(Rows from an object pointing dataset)
· · · · ·

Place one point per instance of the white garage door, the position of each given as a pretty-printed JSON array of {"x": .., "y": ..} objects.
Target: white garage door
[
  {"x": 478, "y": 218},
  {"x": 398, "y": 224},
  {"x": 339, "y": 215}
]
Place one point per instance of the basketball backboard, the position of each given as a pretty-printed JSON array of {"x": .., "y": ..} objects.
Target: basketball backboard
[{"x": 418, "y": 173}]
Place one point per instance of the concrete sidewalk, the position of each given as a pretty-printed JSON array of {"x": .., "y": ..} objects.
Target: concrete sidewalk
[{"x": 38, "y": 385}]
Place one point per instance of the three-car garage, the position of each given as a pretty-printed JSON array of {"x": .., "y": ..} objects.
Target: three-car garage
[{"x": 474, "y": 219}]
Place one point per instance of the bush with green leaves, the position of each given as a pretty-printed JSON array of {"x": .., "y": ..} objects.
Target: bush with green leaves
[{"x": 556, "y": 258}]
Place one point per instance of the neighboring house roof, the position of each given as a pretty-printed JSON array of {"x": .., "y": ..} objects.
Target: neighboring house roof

· · · · ·

▶ **DIRECTION**: Please copy every one of the records above word for word, changing nothing.

▶ **EXERCISE ANSWER**:
Place one point per instance of the white garage door, the position of each given as a pretty-printed JSON array of {"x": .., "y": ..} objects.
Target: white garage door
[
  {"x": 478, "y": 218},
  {"x": 398, "y": 224},
  {"x": 339, "y": 215}
]
Place one point per instance of the basketball backboard, the position of each given as a pretty-printed JSON array of {"x": .., "y": ..} objects.
Target: basketball backboard
[{"x": 418, "y": 173}]
Place one point per instance of the concrete sidewalk, the position of each given as a pretty-printed JSON array of {"x": .., "y": ..} objects.
Target: concrete sidewalk
[{"x": 38, "y": 385}]
Place one point per instance of the three-car garage, the position of each given as a pretty-printed JSON array of {"x": .., "y": ..} objects.
Target: three-car garage
[{"x": 474, "y": 219}]
Place one point per instance of the bush with green leaves, the position of each given as a pretty-printed JSON array of {"x": .., "y": ..} objects.
Target: bush with green leaves
[{"x": 556, "y": 258}]
Place one point per instance of the neighboring house roof, the position of each given as a pretty-printed JSON array of {"x": .., "y": ..} objects.
Target: neighboring house roof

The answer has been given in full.